**STATED PROBLEM**
Transcribe the material verbatim in full; the pictures do not belong in the copy.

◆ ◆ ◆ ◆ ◆

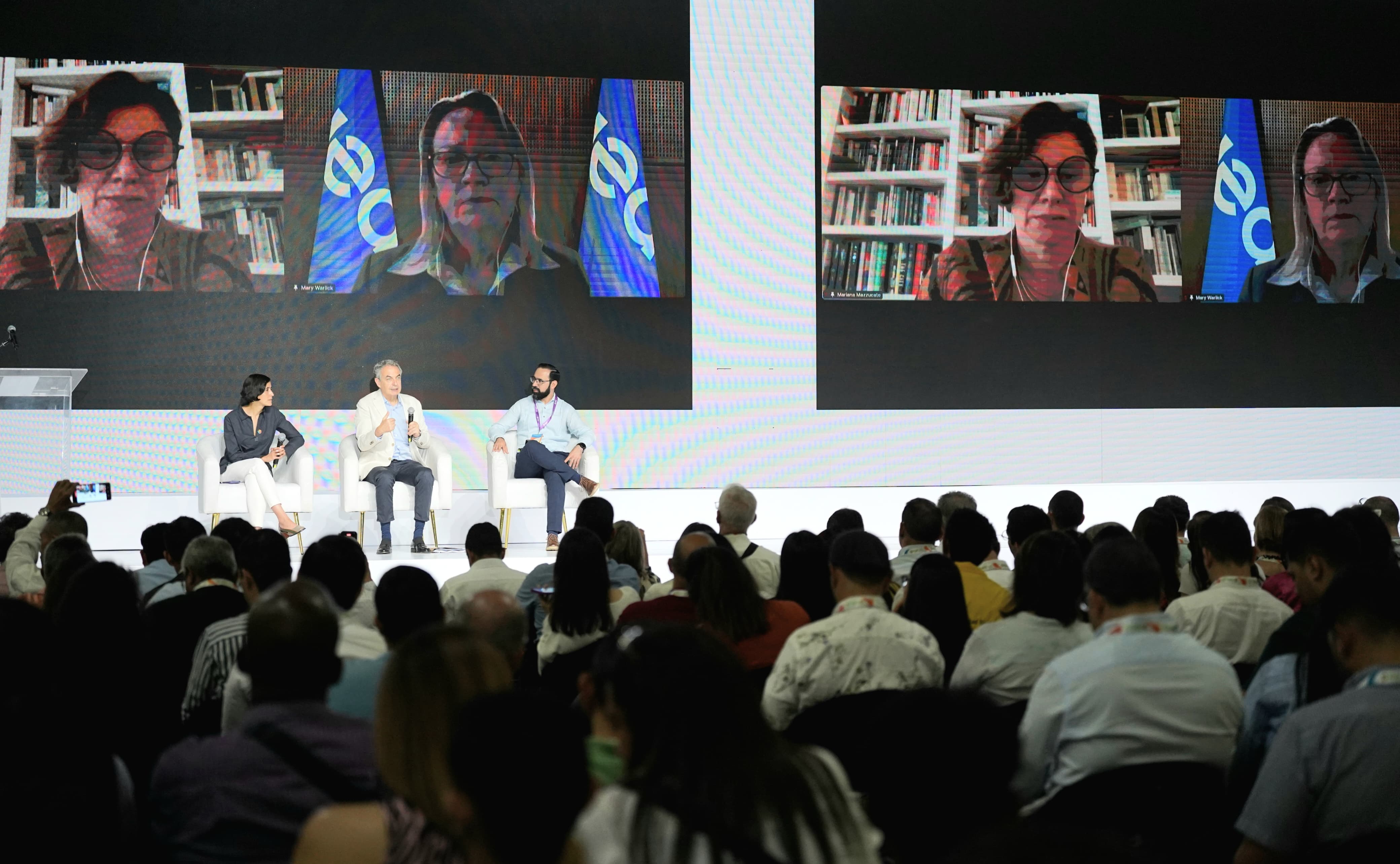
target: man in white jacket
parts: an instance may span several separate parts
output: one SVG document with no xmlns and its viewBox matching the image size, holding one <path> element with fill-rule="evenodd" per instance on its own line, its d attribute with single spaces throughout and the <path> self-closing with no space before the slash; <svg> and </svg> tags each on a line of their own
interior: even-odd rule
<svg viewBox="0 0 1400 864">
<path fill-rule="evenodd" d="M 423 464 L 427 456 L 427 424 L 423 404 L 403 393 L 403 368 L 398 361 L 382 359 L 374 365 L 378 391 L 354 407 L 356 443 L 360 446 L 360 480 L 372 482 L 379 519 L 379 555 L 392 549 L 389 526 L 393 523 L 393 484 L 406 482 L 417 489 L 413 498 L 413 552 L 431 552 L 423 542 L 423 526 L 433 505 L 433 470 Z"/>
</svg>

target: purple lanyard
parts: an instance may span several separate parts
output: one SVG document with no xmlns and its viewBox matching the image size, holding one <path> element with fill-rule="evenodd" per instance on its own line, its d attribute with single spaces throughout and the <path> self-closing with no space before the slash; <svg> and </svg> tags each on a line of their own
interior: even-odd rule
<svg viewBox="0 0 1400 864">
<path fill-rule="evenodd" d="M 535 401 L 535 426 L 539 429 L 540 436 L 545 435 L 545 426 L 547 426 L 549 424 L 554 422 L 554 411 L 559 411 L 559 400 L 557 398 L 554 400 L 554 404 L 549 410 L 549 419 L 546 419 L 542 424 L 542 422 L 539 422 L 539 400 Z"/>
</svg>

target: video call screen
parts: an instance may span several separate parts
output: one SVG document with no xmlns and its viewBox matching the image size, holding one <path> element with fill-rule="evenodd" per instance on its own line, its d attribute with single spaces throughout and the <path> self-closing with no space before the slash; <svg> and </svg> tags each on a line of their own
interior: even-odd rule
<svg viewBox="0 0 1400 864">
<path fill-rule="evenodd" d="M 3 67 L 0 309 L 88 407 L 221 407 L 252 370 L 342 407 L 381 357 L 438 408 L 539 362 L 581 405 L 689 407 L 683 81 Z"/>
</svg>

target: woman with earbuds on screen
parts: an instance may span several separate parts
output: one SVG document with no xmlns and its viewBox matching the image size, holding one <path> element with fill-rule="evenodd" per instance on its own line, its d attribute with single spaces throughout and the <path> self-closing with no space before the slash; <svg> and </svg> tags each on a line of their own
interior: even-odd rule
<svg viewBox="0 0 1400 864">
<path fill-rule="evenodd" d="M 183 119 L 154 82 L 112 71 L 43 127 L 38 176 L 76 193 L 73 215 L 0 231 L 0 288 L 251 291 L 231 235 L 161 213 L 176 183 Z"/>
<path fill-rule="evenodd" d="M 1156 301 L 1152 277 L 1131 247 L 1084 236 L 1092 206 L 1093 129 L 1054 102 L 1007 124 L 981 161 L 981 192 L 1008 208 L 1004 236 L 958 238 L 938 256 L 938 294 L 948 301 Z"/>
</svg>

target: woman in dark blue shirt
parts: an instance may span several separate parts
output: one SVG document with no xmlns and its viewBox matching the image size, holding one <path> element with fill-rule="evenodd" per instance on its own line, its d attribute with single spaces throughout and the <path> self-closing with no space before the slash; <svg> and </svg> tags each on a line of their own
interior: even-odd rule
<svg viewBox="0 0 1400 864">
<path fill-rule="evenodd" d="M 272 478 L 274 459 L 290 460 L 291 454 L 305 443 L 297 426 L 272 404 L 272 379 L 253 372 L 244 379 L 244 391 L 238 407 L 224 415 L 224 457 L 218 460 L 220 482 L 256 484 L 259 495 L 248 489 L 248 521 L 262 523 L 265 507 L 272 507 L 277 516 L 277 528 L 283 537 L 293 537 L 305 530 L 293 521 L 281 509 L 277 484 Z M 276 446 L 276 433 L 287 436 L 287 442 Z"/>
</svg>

◆ ◆ ◆ ◆ ◆

**ANSWER FOR THE TASK**
target: man in white jacket
parts: an instance may span several separate parts
output: one SVG document with no xmlns and its viewBox matching the image size, holding one <path> element with fill-rule="evenodd" per instance on its own line, its d attribute with single spaces throughout and the <path> self-closing with no space before the slash; <svg> and </svg> tags each on a line of their own
interior: even-odd rule
<svg viewBox="0 0 1400 864">
<path fill-rule="evenodd" d="M 423 464 L 427 456 L 427 424 L 423 404 L 403 393 L 403 368 L 398 361 L 382 359 L 374 365 L 378 391 L 354 407 L 356 443 L 360 446 L 360 480 L 372 482 L 379 519 L 379 555 L 392 549 L 389 526 L 393 523 L 393 484 L 406 482 L 417 489 L 413 498 L 413 552 L 431 552 L 423 542 L 423 526 L 433 505 L 433 470 Z"/>
</svg>

target: purple lanyard
parts: an instance may span several separate parts
output: one SVG document with no xmlns and its viewBox matching the image size, holding one <path> element with fill-rule="evenodd" per instance on its own line, its d attribute with single spaces throughout and the <path> self-closing with no space before the slash; <svg> and </svg> tags each on a line of their own
interior: even-odd rule
<svg viewBox="0 0 1400 864">
<path fill-rule="evenodd" d="M 535 401 L 535 426 L 539 429 L 540 436 L 545 435 L 545 426 L 547 426 L 549 424 L 554 422 L 554 411 L 559 411 L 559 400 L 557 398 L 554 400 L 554 404 L 549 410 L 549 419 L 546 419 L 542 424 L 542 422 L 539 422 L 539 400 Z"/>
</svg>

target: video call screen
parts: an instance may span several separate parts
output: one SVG document with no xmlns and its viewBox matching the image size, holding one <path> element with fill-rule="evenodd" per instance on its own line, its d attribute with single spaces throughout and the <path> self-closing with no space before the slash; <svg> and </svg> tags each on a line of their own
interior: even-odd rule
<svg viewBox="0 0 1400 864">
<path fill-rule="evenodd" d="M 3 67 L 0 309 L 88 407 L 221 407 L 252 370 L 342 407 L 381 357 L 438 408 L 539 362 L 581 405 L 689 407 L 683 81 Z"/>
</svg>

target: woman with earbuds on screen
parts: an instance may span several separate parts
output: one SVG document with no xmlns and its viewBox matching the image size, holding one <path> element with fill-rule="evenodd" per instance on its own line, its d attribute with single spaces throughout and the <path> self-closing with no space before the slash; <svg> and </svg> tags each on a line of their own
interior: even-odd rule
<svg viewBox="0 0 1400 864">
<path fill-rule="evenodd" d="M 183 119 L 154 82 L 112 71 L 43 127 L 38 176 L 76 193 L 73 215 L 0 231 L 0 288 L 251 291 L 231 235 L 161 213 L 176 183 Z"/>
<path fill-rule="evenodd" d="M 1156 301 L 1152 277 L 1131 247 L 1084 236 L 1092 206 L 1093 129 L 1054 102 L 1007 124 L 981 161 L 981 192 L 1008 208 L 1004 236 L 958 238 L 938 256 L 938 294 L 948 301 Z"/>
</svg>

target: woman in dark blue shirt
parts: an instance may span several separate parts
output: one SVG document with no xmlns and its viewBox matching the image size, holding one <path> element with fill-rule="evenodd" per instance on its own line, its d attribute with single spaces throughout and the <path> self-closing with no space before the slash; <svg> and </svg> tags each on a line of their own
interior: even-odd rule
<svg viewBox="0 0 1400 864">
<path fill-rule="evenodd" d="M 272 478 L 274 459 L 290 460 L 291 454 L 305 443 L 297 426 L 272 404 L 272 379 L 253 372 L 244 379 L 244 391 L 238 407 L 224 415 L 224 457 L 218 460 L 220 482 L 256 484 L 259 495 L 248 489 L 248 521 L 262 523 L 265 507 L 272 507 L 277 516 L 277 528 L 283 537 L 293 537 L 305 530 L 293 521 L 281 509 L 277 484 Z M 276 446 L 276 433 L 287 436 L 287 442 Z"/>
</svg>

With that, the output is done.